====== Given entries ======
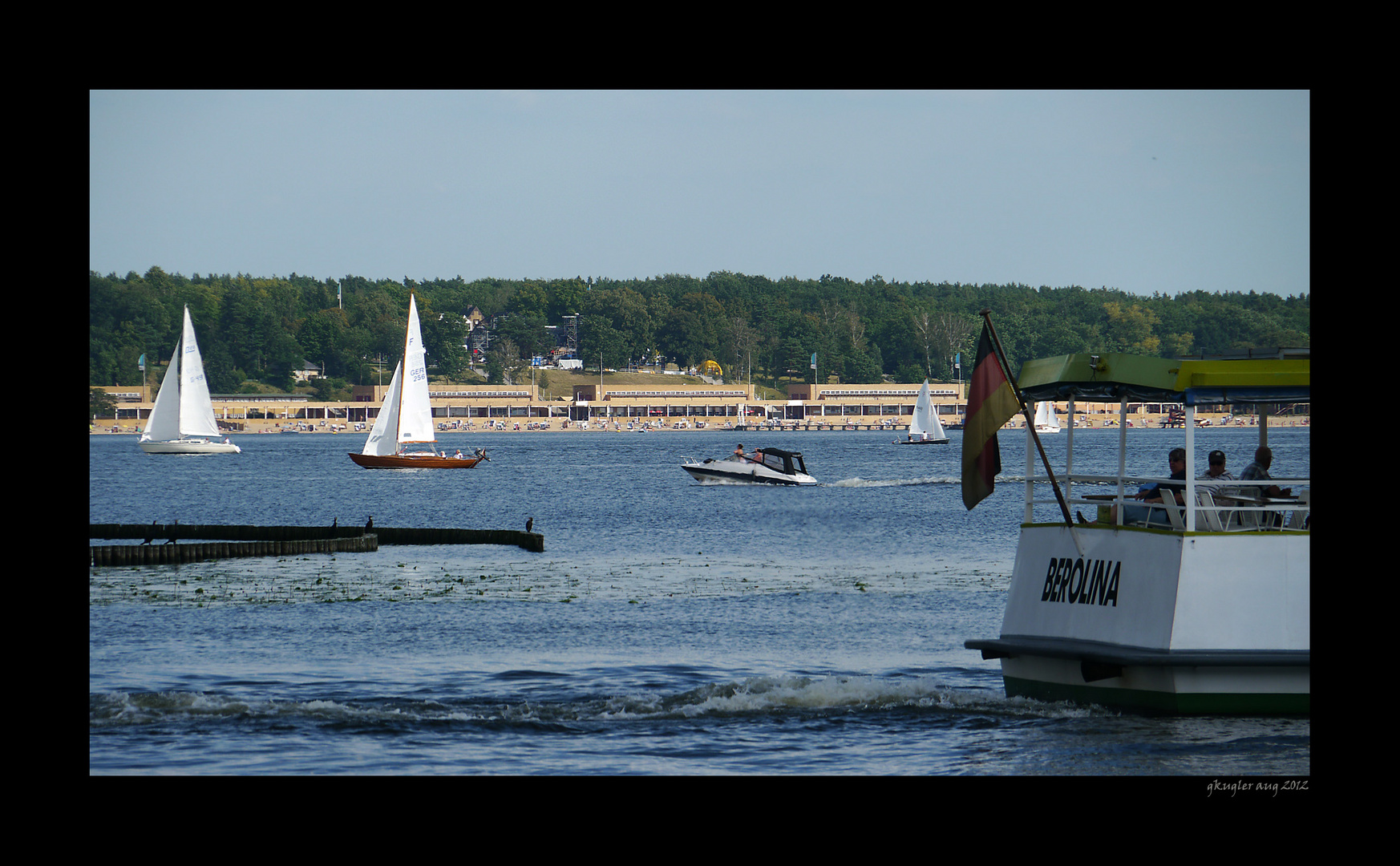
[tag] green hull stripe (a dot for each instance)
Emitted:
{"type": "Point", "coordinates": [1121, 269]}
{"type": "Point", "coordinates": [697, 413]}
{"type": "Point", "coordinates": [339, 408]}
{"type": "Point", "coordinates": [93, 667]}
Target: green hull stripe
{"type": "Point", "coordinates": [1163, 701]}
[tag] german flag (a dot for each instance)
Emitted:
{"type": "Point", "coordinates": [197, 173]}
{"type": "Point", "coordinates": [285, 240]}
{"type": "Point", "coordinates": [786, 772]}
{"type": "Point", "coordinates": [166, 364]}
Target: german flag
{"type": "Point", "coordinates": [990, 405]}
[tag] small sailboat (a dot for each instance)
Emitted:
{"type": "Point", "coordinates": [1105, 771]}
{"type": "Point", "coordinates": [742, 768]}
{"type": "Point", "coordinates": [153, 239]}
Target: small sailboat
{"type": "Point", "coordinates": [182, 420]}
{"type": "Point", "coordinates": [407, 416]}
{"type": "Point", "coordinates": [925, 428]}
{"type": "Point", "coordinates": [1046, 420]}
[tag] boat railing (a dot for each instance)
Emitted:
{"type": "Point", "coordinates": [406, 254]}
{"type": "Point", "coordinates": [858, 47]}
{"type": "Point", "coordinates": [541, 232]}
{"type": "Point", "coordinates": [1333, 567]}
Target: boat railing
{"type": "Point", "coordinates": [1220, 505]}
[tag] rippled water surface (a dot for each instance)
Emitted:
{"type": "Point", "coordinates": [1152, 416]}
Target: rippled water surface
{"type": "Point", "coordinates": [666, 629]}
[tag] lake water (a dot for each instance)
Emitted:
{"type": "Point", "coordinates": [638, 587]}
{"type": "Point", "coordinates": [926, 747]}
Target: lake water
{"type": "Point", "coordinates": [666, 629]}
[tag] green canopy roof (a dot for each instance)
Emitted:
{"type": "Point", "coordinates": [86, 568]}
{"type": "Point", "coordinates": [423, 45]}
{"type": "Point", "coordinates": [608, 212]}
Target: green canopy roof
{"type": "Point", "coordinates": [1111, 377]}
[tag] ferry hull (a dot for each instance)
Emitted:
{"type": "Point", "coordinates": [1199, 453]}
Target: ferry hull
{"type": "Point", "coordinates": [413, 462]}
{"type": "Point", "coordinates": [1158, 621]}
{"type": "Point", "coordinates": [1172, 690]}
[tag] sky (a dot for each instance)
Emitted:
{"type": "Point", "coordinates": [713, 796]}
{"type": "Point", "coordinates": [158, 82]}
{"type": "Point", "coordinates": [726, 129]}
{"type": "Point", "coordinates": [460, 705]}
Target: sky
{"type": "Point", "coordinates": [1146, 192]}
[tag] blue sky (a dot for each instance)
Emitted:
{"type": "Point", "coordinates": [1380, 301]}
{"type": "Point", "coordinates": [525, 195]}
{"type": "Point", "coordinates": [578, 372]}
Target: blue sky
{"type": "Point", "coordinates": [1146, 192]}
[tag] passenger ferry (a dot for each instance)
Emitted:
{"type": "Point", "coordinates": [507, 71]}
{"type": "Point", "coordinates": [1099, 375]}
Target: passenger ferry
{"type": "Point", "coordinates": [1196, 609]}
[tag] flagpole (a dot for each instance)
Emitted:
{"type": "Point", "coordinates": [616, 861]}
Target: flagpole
======
What the task requires: Quote every line from the line containing "[tag] lake water (a dot for each instance)" through the closing line of the listing, including both.

Written response:
[tag] lake water (a dot for each instance)
Emitted:
{"type": "Point", "coordinates": [638, 587]}
{"type": "Point", "coordinates": [926, 747]}
Target: lake water
{"type": "Point", "coordinates": [666, 629]}
[tag] green canopy roof (a dot for each instance)
Emitted:
{"type": "Point", "coordinates": [86, 568]}
{"type": "Point", "coordinates": [423, 45]}
{"type": "Point", "coordinates": [608, 212]}
Target: green canopy roof
{"type": "Point", "coordinates": [1111, 377]}
[tag] ferry hull (a dot for each instance)
Emitted:
{"type": "Point", "coordinates": [1199, 453]}
Target: ferry hull
{"type": "Point", "coordinates": [413, 462]}
{"type": "Point", "coordinates": [1158, 621]}
{"type": "Point", "coordinates": [1172, 690]}
[tag] sky (a dot for each instance)
Emitted:
{"type": "Point", "coordinates": [713, 796]}
{"type": "Point", "coordinates": [158, 82]}
{"type": "Point", "coordinates": [726, 129]}
{"type": "Point", "coordinates": [460, 705]}
Target: sky
{"type": "Point", "coordinates": [1146, 192]}
[tag] blue sky (a dot for each instance)
Emitted:
{"type": "Point", "coordinates": [1380, 301]}
{"type": "Point", "coordinates": [525, 195]}
{"type": "Point", "coordinates": [578, 372]}
Target: blue sky
{"type": "Point", "coordinates": [1146, 192]}
[tag] passenger ferry (a dot for each instance)
Emitted:
{"type": "Point", "coordinates": [507, 71]}
{"type": "Point", "coordinates": [1099, 375]}
Target: passenger ferry
{"type": "Point", "coordinates": [1196, 609]}
[tag] flagpole (a dot for each instance)
Emitted:
{"type": "Point", "coordinates": [616, 861]}
Target: flagpole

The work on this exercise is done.